# WHAT IS BEING ASKED:
From the line that contains "box: [615, 401, 626, 419]" through the line that contains "378L22 377L23 448L128", output every line of the listing below exactly and leave out all the rest.

RECORDS FOR THIS EXERCISE START

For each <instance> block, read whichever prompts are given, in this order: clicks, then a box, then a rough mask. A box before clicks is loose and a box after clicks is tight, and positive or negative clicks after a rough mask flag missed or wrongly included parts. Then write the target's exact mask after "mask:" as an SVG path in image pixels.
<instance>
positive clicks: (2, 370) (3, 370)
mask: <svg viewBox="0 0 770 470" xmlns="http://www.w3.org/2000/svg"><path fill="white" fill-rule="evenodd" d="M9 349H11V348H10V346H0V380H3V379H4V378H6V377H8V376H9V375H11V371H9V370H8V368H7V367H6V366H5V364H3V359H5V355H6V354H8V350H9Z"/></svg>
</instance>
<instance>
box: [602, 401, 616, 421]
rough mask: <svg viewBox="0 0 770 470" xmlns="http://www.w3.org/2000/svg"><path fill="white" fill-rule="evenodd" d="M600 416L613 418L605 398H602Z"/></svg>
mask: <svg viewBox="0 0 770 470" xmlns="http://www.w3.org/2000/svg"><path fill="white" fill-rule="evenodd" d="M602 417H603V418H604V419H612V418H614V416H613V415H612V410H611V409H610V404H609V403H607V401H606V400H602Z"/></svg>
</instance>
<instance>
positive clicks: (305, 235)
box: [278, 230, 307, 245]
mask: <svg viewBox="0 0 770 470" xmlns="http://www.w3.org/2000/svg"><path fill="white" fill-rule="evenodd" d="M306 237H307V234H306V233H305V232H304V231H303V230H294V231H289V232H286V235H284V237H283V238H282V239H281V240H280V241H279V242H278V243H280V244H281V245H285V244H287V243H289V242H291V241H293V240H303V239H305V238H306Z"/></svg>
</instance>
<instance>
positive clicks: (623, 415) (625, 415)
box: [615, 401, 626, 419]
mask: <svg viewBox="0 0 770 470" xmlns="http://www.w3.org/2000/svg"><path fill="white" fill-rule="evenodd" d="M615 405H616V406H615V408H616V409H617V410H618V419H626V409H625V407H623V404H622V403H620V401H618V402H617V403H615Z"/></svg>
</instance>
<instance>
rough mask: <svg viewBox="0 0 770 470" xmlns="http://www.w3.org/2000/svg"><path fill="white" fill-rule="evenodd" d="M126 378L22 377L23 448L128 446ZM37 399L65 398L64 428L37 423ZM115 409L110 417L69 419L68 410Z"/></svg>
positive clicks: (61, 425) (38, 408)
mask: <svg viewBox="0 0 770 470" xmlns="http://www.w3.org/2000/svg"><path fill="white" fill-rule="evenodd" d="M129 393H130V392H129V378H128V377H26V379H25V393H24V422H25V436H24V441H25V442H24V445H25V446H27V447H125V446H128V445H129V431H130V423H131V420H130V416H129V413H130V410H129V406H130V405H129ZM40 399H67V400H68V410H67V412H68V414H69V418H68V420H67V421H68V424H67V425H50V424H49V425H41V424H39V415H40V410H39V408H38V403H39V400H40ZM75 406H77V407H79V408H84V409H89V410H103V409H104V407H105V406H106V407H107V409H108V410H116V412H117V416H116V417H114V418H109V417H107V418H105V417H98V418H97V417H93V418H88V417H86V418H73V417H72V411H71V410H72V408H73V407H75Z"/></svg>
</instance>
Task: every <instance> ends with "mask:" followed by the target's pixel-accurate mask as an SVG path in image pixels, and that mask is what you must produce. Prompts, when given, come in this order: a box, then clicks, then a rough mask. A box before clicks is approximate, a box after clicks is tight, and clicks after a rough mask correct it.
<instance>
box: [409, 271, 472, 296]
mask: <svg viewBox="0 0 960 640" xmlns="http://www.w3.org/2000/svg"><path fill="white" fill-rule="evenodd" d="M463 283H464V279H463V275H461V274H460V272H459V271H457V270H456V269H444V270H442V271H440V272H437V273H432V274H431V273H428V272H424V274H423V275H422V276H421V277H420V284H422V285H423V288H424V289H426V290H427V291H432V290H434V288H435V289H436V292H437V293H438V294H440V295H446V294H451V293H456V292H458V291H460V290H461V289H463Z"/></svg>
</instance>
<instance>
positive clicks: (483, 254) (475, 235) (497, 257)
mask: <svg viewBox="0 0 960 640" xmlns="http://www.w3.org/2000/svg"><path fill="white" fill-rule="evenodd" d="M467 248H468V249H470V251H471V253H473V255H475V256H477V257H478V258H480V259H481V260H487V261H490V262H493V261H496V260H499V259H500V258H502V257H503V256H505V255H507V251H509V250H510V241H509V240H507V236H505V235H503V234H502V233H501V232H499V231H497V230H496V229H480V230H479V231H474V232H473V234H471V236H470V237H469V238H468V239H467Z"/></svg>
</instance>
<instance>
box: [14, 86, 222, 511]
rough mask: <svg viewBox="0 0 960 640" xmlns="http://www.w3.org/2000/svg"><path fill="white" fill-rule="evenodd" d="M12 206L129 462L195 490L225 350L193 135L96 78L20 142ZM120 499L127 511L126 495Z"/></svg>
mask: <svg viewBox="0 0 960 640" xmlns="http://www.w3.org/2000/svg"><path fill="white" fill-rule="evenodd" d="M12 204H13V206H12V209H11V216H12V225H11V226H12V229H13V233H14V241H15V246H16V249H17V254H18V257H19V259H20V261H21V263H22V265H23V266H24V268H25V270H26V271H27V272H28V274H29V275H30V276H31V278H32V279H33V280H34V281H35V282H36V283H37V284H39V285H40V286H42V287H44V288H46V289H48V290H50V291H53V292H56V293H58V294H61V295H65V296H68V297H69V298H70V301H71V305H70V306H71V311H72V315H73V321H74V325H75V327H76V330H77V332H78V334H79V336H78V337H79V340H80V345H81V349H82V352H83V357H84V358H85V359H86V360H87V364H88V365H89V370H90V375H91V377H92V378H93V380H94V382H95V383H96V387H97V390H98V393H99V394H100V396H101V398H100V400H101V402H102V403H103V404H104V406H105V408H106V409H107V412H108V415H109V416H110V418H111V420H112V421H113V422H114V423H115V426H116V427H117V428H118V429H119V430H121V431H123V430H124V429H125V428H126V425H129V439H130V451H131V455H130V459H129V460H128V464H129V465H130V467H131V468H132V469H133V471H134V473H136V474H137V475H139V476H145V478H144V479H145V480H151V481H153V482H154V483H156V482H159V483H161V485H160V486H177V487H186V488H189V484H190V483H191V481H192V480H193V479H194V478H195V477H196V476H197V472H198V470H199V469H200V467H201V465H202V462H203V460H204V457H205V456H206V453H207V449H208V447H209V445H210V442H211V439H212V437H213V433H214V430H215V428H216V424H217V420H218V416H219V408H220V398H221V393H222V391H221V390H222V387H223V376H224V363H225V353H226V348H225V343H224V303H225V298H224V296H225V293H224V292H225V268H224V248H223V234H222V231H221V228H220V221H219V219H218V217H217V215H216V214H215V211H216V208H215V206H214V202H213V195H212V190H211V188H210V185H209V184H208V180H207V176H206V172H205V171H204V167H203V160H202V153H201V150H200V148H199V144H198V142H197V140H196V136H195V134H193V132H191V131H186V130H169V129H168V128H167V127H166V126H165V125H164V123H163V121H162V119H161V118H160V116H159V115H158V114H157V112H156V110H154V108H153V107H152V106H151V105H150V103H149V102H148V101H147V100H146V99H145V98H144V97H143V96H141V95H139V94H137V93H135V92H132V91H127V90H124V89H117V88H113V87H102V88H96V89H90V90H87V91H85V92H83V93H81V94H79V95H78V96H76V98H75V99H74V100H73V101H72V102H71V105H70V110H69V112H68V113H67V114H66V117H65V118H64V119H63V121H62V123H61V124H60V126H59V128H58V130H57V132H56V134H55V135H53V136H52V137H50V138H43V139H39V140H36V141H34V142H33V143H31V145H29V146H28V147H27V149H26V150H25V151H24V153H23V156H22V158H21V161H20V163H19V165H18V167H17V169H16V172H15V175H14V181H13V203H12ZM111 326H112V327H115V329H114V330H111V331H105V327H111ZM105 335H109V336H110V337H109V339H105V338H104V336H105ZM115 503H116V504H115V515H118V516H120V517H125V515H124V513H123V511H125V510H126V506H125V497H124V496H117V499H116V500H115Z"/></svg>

RECORDS FOR THIS EXERCISE END

# FINISHED EXERCISE:
box: [615, 401, 626, 419]
mask: <svg viewBox="0 0 770 470" xmlns="http://www.w3.org/2000/svg"><path fill="white" fill-rule="evenodd" d="M615 405H616V406H615V408H616V409H617V410H618V419H626V409H625V407H623V404H622V403H620V401H618V402H617V403H615Z"/></svg>
</instance>
<instance>
rough mask: <svg viewBox="0 0 770 470" xmlns="http://www.w3.org/2000/svg"><path fill="white" fill-rule="evenodd" d="M126 378L22 377L23 448L128 446ZM37 399L65 398L64 428L37 423ZM115 409L110 417L69 419L68 410Z"/></svg>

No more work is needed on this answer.